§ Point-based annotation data
************

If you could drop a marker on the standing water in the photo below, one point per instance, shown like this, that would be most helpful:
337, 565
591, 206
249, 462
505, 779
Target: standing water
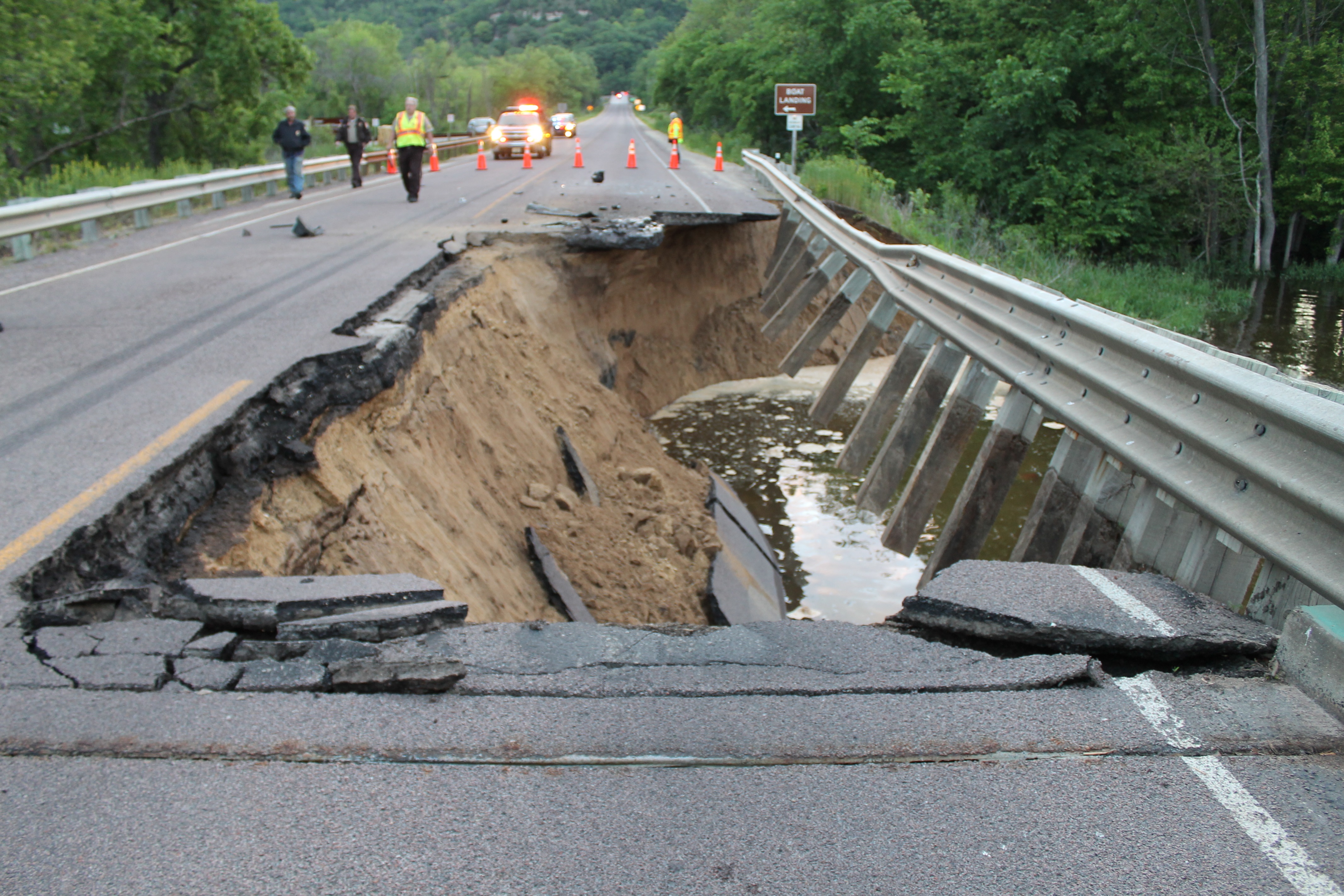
757, 436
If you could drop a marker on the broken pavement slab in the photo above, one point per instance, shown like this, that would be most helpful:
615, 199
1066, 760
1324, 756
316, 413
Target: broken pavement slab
427, 675
558, 586
1080, 609
120, 672
1311, 653
769, 659
379, 624
208, 675
291, 676
261, 604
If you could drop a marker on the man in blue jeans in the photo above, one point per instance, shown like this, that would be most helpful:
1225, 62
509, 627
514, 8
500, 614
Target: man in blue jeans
294, 137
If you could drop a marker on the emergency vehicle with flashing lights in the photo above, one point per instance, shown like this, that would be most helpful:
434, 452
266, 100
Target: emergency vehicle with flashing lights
519, 127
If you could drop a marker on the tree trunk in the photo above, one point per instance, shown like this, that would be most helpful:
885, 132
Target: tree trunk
1265, 255
1206, 48
1292, 237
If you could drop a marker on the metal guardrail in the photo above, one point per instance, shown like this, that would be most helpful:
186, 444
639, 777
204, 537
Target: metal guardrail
73, 209
1226, 460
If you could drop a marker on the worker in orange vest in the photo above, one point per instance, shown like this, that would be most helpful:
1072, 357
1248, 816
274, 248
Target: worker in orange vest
413, 133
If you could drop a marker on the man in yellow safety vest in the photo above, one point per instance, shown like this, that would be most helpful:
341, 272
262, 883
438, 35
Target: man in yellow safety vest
413, 135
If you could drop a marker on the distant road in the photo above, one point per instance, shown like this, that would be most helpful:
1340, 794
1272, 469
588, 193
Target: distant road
111, 347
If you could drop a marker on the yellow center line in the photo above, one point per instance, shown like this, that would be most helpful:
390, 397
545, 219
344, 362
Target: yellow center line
34, 536
508, 194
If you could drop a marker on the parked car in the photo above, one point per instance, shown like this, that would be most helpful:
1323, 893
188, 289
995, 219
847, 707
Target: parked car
564, 124
519, 127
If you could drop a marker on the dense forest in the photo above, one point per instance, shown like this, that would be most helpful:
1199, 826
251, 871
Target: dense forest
1140, 130
1202, 133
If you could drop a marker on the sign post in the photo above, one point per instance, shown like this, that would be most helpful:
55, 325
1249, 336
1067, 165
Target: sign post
795, 101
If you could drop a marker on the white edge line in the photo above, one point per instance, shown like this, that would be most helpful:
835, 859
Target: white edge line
1293, 863
640, 128
1125, 601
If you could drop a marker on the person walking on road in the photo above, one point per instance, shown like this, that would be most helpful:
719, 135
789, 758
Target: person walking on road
354, 132
294, 139
413, 135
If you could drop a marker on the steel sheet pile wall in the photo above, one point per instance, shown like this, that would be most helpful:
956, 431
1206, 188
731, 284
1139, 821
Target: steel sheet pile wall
1205, 461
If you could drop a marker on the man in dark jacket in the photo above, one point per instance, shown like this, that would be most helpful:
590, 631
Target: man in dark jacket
294, 137
354, 132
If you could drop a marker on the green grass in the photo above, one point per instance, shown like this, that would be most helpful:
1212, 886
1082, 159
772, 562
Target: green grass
701, 142
1180, 300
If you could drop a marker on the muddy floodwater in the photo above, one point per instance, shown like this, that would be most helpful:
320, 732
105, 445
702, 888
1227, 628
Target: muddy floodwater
757, 434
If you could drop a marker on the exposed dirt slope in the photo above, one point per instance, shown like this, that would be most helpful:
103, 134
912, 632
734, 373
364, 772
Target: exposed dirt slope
433, 476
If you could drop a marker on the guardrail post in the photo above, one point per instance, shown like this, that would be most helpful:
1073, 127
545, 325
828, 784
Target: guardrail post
917, 414
783, 237
882, 407
826, 322
792, 275
1276, 594
987, 485
940, 457
798, 242
838, 385
22, 244
1053, 508
803, 296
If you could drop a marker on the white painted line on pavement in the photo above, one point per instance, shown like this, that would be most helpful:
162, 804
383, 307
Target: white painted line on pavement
1287, 854
639, 127
1125, 601
179, 242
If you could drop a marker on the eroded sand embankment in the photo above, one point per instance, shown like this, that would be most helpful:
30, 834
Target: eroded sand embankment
429, 476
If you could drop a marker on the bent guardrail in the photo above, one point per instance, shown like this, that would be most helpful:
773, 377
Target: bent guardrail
1207, 462
91, 205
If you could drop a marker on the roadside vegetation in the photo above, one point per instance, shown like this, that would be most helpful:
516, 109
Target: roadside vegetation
1180, 299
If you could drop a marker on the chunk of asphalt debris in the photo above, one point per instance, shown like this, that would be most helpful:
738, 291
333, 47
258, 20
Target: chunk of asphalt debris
429, 675
577, 660
120, 672
22, 669
199, 674
261, 604
277, 651
621, 233
295, 675
1080, 609
163, 637
216, 647
560, 213
558, 588
382, 624
581, 480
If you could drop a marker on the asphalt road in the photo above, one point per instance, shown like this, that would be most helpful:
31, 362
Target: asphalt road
107, 349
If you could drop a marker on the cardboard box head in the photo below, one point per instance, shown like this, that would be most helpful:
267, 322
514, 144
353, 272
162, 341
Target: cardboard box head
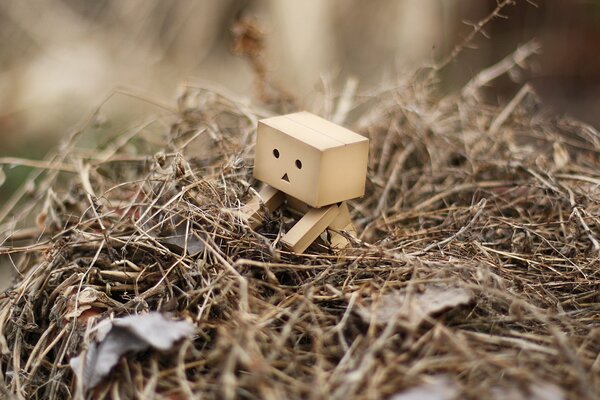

************

§ What to work on
Put the lines of the entries into a JSON list of strings, one string per line, starting at the line that contains "If you could drop a marker on the chunk" and continuing through the end of the entries. Omit blank lines and leave the pictures out.

§ Result for this exercise
[
  "If you could drop a marker on the chunk of asphalt debris in the photo above, one point per instance, shown like this, that would be most helpful:",
  "738, 291",
  "333, 47",
  "258, 20",
  "Target: chunk of asphalt debris",
  "429, 675",
  "577, 660",
  "120, 672",
  "22, 669",
  "199, 674",
  "261, 604",
  "277, 651",
  "621, 233",
  "295, 675",
  "1080, 609",
  "163, 637",
  "216, 647",
  "560, 213",
  "558, 588",
  "382, 624",
  "581, 480",
  "If you could drop a marker on the asphalt road in the photo above, one point per instance, shown like this, that would be most helpful:",
  "31, 362",
  "Target: asphalt road",
  "107, 349",
  "If you could drop a marker on the cardboard box head in the photo below, one point per instance, shown like this, that would be most helpful:",
  "267, 322",
  "514, 144",
  "353, 272",
  "162, 341",
  "Target: cardboard box head"
]